## OBJECTIVE
Can you set down every one of the records below word for word, leaving nothing out or changed?
[START MATERIAL TO PROCESS]
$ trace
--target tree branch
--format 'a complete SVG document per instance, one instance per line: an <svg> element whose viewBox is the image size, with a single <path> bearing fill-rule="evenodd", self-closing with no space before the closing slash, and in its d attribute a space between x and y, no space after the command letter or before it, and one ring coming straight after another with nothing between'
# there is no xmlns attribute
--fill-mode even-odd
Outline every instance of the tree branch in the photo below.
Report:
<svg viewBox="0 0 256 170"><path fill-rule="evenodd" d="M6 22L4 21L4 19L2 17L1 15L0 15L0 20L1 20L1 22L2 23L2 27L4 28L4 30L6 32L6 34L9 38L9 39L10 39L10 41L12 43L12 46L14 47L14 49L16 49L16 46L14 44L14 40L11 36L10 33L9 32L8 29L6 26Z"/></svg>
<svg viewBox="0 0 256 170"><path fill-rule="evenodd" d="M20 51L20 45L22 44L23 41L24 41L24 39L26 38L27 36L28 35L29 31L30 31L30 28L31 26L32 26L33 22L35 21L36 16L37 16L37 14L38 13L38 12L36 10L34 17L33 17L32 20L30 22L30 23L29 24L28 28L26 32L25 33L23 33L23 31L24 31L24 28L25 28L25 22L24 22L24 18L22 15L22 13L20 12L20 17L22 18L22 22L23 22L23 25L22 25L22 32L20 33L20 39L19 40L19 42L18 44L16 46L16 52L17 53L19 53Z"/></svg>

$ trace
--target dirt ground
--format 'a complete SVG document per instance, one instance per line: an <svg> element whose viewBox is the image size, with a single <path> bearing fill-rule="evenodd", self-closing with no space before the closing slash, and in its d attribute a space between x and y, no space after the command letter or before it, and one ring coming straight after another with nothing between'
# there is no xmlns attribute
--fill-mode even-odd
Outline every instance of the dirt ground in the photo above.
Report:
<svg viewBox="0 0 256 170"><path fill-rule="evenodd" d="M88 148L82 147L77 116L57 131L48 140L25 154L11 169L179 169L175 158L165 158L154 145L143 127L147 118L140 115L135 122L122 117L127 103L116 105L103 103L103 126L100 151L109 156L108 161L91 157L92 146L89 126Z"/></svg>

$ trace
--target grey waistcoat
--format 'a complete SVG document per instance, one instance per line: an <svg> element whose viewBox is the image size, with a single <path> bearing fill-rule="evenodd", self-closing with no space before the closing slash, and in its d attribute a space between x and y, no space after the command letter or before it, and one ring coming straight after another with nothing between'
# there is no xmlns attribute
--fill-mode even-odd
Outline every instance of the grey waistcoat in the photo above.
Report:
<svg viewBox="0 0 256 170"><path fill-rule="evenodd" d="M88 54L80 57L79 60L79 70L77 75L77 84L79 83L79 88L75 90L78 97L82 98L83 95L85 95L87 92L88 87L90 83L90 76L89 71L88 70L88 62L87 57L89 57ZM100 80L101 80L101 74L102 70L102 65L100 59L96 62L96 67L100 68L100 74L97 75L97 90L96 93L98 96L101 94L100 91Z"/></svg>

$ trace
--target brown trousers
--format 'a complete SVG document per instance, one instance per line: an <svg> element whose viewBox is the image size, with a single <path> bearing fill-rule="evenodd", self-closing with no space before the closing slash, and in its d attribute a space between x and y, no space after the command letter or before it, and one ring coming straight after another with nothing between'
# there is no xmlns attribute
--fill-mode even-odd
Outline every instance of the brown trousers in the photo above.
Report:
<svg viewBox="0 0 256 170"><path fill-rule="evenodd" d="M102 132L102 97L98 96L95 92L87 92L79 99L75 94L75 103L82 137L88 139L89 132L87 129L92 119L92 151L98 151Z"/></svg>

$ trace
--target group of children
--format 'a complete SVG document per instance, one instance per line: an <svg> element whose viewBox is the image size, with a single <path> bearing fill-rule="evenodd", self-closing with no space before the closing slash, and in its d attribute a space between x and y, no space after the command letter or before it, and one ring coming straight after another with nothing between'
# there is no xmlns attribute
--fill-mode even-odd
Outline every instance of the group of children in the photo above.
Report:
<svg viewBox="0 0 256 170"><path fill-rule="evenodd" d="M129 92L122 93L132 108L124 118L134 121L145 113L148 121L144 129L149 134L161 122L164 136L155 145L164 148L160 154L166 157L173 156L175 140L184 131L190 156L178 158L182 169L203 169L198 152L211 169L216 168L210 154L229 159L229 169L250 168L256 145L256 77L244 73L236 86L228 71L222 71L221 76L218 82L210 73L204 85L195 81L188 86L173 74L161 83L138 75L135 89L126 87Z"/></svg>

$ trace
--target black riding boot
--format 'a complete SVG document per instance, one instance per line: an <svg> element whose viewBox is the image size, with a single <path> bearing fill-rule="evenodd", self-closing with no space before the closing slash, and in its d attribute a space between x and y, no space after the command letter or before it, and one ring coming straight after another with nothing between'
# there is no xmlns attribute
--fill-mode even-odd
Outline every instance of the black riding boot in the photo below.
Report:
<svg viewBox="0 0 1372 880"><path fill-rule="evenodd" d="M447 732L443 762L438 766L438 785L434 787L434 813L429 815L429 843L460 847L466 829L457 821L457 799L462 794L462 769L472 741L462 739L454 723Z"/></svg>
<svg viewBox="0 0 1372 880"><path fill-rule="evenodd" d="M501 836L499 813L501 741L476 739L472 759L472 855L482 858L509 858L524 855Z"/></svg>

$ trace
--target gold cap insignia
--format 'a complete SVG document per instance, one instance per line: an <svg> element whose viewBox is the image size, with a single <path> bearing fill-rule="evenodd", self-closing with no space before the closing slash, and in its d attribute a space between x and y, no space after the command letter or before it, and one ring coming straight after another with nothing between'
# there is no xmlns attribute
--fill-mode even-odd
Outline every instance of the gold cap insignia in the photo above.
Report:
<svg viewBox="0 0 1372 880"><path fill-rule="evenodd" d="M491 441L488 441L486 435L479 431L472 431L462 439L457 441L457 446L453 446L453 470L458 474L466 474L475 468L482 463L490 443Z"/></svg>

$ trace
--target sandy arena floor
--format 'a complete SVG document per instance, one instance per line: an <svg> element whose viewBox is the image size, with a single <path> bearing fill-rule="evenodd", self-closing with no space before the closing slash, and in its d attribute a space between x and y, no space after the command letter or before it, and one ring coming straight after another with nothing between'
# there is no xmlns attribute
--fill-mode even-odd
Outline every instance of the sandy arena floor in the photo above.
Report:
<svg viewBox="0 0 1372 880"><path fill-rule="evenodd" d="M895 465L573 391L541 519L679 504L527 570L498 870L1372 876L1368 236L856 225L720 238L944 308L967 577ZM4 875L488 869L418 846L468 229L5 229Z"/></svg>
[END MATERIAL TO PROCESS]
## SOLUTION FOR THIS PROBLEM
$ trace
--target tree branch
--format 'a complete SVG document per instance, one instance per line: an <svg> element whose viewBox is the image size, with a single <path> bearing fill-rule="evenodd", self-closing with no space before the closing slash, and in its d attribute a space between x and y, no space after the command letter or before it, and one ring coming straight after another with nothing between'
# there is no xmlns attribute
--fill-mode even-odd
Outline every instance of the tree branch in the photo below.
Report:
<svg viewBox="0 0 256 170"><path fill-rule="evenodd" d="M6 22L4 21L4 19L2 17L1 15L0 15L0 20L1 20L1 22L2 23L2 27L4 28L4 30L6 32L6 34L9 38L9 39L10 39L10 41L12 43L12 46L14 47L14 49L16 49L16 46L14 44L14 40L11 36L10 33L9 32L8 29L6 26Z"/></svg>
<svg viewBox="0 0 256 170"><path fill-rule="evenodd" d="M20 51L20 45L22 44L23 41L24 41L24 39L26 38L27 36L28 35L29 31L30 31L30 28L31 26L32 26L33 22L35 21L36 16L37 16L37 14L38 13L38 12L36 10L34 17L33 17L32 20L30 22L30 23L29 24L28 28L26 32L25 33L23 33L23 31L24 31L24 28L25 28L25 22L24 22L24 18L22 15L22 13L20 12L20 17L22 18L22 22L23 22L23 25L22 25L22 32L20 33L20 39L19 40L19 42L18 44L16 46L16 52L17 53L19 53Z"/></svg>

$ trace
--target dirt ground
--format 'a complete SVG document per instance, one instance per line: an <svg> element whose viewBox is the image size, with a single <path> bearing fill-rule="evenodd", self-closing with no space before the closing slash, and in its d attribute a space between x and y, no space after the command letter or before it, and one ring coming straight after another with nothing between'
# there is no xmlns attribute
--fill-mode even-odd
Outline every instance of the dirt ground in the photo above.
Report:
<svg viewBox="0 0 256 170"><path fill-rule="evenodd" d="M88 148L82 147L77 116L57 131L48 140L25 154L11 169L179 169L175 158L165 158L154 145L143 127L147 118L140 115L135 122L122 117L127 103L116 105L103 103L103 126L100 151L109 156L108 161L91 157L92 146L89 126Z"/></svg>

$ trace
--target grey waistcoat
--format 'a complete SVG document per instance, one instance per line: an <svg> element whose viewBox is the image size, with a single <path> bearing fill-rule="evenodd", self-closing with no space before the closing slash, and in its d attribute a space between x and y, no space after the command letter or before it, and one ring coming straight after another with nothing between'
# there is no xmlns attribute
--fill-mode even-odd
Outline every instance of the grey waistcoat in the photo above.
Report:
<svg viewBox="0 0 256 170"><path fill-rule="evenodd" d="M88 54L80 57L79 60L79 70L77 75L77 84L79 83L79 88L75 90L78 97L82 98L83 95L85 95L87 92L88 87L90 83L90 76L89 71L88 70L88 62L87 57L89 57ZM100 80L101 80L101 74L102 70L102 65L100 59L96 62L96 67L100 68L100 74L97 75L97 90L96 93L98 96L101 94L100 91Z"/></svg>

$ trace
--target brown trousers
--format 'a complete SVG document per instance, one instance per line: an <svg> element whose viewBox is the image size, with a single <path> bearing fill-rule="evenodd", self-closing with no space before the closing slash, and in its d attribute a space between x and y, no space after the command letter or before it, and one ring coming straight after another with nothing between'
# there is no xmlns attribute
--fill-mode even-odd
Outline every instance of the brown trousers in the photo above.
Report:
<svg viewBox="0 0 256 170"><path fill-rule="evenodd" d="M102 132L102 97L98 96L95 92L87 92L79 99L75 94L75 103L82 137L88 139L89 132L87 129L92 119L92 151L98 151Z"/></svg>

$ trace
--target group of children
--format 'a complete SVG document per instance, one instance per line: an <svg> element whose viewBox is the image size, with a single <path> bearing fill-rule="evenodd", self-closing with no space before the closing slash, and in its d attribute a space between x and y, no space after the command letter or before it, and one ring coming straight after another with nothing between'
# there is no xmlns attribute
--fill-mode even-odd
Outline every instance of the group of children in the photo above.
Report:
<svg viewBox="0 0 256 170"><path fill-rule="evenodd" d="M129 92L122 93L132 108L124 118L134 121L145 113L148 121L144 129L149 134L161 122L164 136L155 145L164 148L160 154L166 157L173 156L175 140L184 131L190 156L178 158L182 169L203 169L198 152L211 169L216 168L210 154L229 159L229 169L250 168L256 145L256 77L244 73L236 86L228 71L222 71L221 76L218 82L210 73L204 85L195 81L188 86L173 74L161 83L138 75L135 89L126 87Z"/></svg>

$ trace
--target black riding boot
--format 'a complete SVG document per instance, one instance per line: an <svg> element whose viewBox is the image size, with a single <path> bearing fill-rule="evenodd", self-closing with no space before the closing slash, and in its d attribute a space between x and y, no space after the command letter or before it, and one ring coming straight after another with nothing between'
# there is no xmlns attribute
--fill-mode even-odd
Outline every instance of the black riding boot in the photo below.
Report:
<svg viewBox="0 0 1372 880"><path fill-rule="evenodd" d="M447 732L443 762L438 766L438 785L434 787L434 813L429 815L429 843L460 847L466 829L457 821L457 799L462 794L462 769L472 741L462 739L454 723Z"/></svg>
<svg viewBox="0 0 1372 880"><path fill-rule="evenodd" d="M501 836L499 813L501 741L476 739L472 759L472 855L482 858L509 858L524 855Z"/></svg>

$ trace
--target gold cap insignia
--format 'a complete SVG document per instance, one instance per line: an <svg> element whose viewBox is the image size, with a single <path> bearing fill-rule="evenodd", self-closing with no space before the closing slash, and in its d attribute a space between x and y, no space after the command letter or before it, and one ring coming straight after another with nothing between'
# there is no xmlns attribute
--fill-mode even-odd
Outline every instance of the gold cap insignia in the photo above.
Report:
<svg viewBox="0 0 1372 880"><path fill-rule="evenodd" d="M491 441L488 441L486 435L479 431L472 431L462 439L457 441L457 446L453 446L453 470L458 474L466 474L475 468L482 463L490 443Z"/></svg>

$ trace
--target sandy arena floor
--format 'a complete SVG document per instance, one instance per line: an <svg> element whose viewBox is the image size, with a single <path> bearing fill-rule="evenodd", self-closing with no space before the closing slash, and in its d attribute a space between x and y, no space after the command letter or before it, and one ring coming straight after another with nothing between'
# there is no xmlns attribute
--fill-mode even-odd
Outline every instance of the sandy arena floor in the photo above.
Report:
<svg viewBox="0 0 1372 880"><path fill-rule="evenodd" d="M895 465L573 391L541 519L679 504L527 570L498 870L1372 876L1368 236L856 225L720 238L944 308L967 577ZM4 875L488 869L418 846L468 229L5 229Z"/></svg>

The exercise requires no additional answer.